_SELECTED EXTRACT:_
--- Begin ---

With our shoes ankledeep in the same, that’s all there is to say about this.
The Tucum mountain belongs to the region of the Pico de Paraná – with 1800 meters Paraná’s highest – and allegedly offers a great view over the same.
Or so we were told by a couple on the way down who had spent the night on the mountain and woke up to a sunrise in the East and the full moon in the West.
By the time we reached the top of Tucum however, the Pico had firmly surrounded itself by clouds.
Maybe next time..
Turns out that the Morro do Anhangava is as close to Curitiba as the Morro do Canal and even easier to hike. As we were informed by the two rangers who sat by the parking lot, the fastest the entire hike has been done is 45 minutes.
With our almost 4 hours, we were very far from such a speed, also because there was no need to. What else was there to do on a sunny and moderately warm Saturday than to hike up, sit in the sunshine, chat with fellow hikers, enjoy the pick-nick and leisurely stroll down on the other side?
The Itupava trail is a historic path connecting the coast to the highlands of Paraná. For the best part of 200 years, right until 1873, it actually was the only one. Today, the traffic thunders along the highways and while a few hundred thousand Curitibanos choose to go this way to spend a long weekend on the beach, we picked the third of the three days to hike the old one.
The morning started early enough with a bus at 7:26 to the outskirts of the city Quatro Barras, and from there a taxi to the appropriately named Borda do Campo – the edge of the field. Or in our case: the forest.
The hike started easy and we made good progress while hoping for the fog to dissipate. Which it did around the same time that the proper, historic trail started: Stones, carried and laid by slaves almost 400 years ago. Slavery has fortunately long gone but the stones remain, polished by thousands of feed, burst through by trees, disappearing in mud, and grown over by moss.
While the nature in these areas is fantastic – we saw toucans, lots of other birds, frogs and the trees are each an ecosystem on their own – the trail itself is not very enjoyable. As we found out the hard way, the slippery stones offer little to no stable ground to walk on and the steep, downhill parts of the hike became quickly dangerous.
Being forced to descend carefully, it took us much longer than expected to cover the 16 km distance before we finally hit the gravel road again. This left us with an optimistic 25 minutes and still 2 km uphill to cover to the Marumbi train station where we had to catch our ride home. I was as pleased as exhausted when we made it.
All in all, was it worth doing the Itupava trail? Yes. Would I do it again? No.
When googling for hikes around Curitiba – fazer trilha – one of the first I came across was the Morro do Canal. Morro meaning as much as hill or top. At 1370 meters high, it’s the last top of the Marumbi mountain chain; or in other words, the closest to Curitiba, being within a mere 45 minutes drive.
Not knowing what expected us, we had invited a friend along. Luckily for us, this friend really loves hiking. While first part of the path is laid out extremely well, including via ferrata style iron chains and foot steps, the second part is slightly more adventurous.
OsmAnd served us again extremely well, indicating each, ever so slight, diversion of the trail. It also helped us to actually find the beginning of the second – longer- part, “It should be to the left here”; and there it was hidden behind some high grass. And, it made the decision ‘left or right’ easier whenever the blue little plastic band that was wrapped around branches, failed to show up at the decisive moment.

--- End ---

Items from a data source

--- Begin ---

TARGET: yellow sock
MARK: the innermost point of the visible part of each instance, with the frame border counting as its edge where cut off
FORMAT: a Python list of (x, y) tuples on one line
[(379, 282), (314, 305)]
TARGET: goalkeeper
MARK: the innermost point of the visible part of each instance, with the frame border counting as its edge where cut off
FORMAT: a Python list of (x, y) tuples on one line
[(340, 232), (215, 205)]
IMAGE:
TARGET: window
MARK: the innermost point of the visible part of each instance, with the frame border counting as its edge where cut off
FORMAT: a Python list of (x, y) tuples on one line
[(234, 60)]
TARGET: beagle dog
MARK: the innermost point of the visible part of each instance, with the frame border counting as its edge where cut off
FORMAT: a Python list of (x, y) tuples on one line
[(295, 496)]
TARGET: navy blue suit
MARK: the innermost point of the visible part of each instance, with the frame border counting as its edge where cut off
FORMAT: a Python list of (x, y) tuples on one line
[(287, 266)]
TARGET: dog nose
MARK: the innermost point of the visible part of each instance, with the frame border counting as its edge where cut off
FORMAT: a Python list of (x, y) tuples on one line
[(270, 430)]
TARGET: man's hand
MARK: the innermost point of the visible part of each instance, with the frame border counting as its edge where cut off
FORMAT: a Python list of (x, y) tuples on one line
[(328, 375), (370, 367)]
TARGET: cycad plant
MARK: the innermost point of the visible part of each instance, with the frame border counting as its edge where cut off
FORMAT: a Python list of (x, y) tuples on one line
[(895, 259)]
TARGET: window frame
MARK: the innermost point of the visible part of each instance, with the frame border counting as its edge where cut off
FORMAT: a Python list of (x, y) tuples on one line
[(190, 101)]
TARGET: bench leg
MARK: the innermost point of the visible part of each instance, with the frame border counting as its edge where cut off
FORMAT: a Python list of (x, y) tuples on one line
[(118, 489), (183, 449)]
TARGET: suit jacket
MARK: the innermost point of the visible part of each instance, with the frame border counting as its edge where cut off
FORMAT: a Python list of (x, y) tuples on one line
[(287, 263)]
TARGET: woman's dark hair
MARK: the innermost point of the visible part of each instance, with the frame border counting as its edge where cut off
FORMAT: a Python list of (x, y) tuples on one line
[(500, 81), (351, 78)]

--- End ---

_PROBLEMS AND TASKS:_
A - According to the hiking text, until what year was the Itupava trail the only path connecting the coast to the highlands of Paraná?
B - Extract the lines of the entries, starting with the very first line of the entries and ending with the line that contains "[(340, 232), (215, 205)]". Include both of those lines.

_RESULTS IN ORDER:_
A - 1873.

B -
TARGET: yellow sock
MARK: the innermost point of the visible part of each instance, with the frame border counting as its edge where cut off
FORMAT: a Python list of (x, y) tuples on one line
[(379, 282), (314, 305)]
TARGET: goalkeeper
MARK: the innermost point of the visible part of each instance, with the frame border counting as its edge where cut off
FORMAT: a Python list of (x, y) tuples on one line
[(340, 232), (215, 205)]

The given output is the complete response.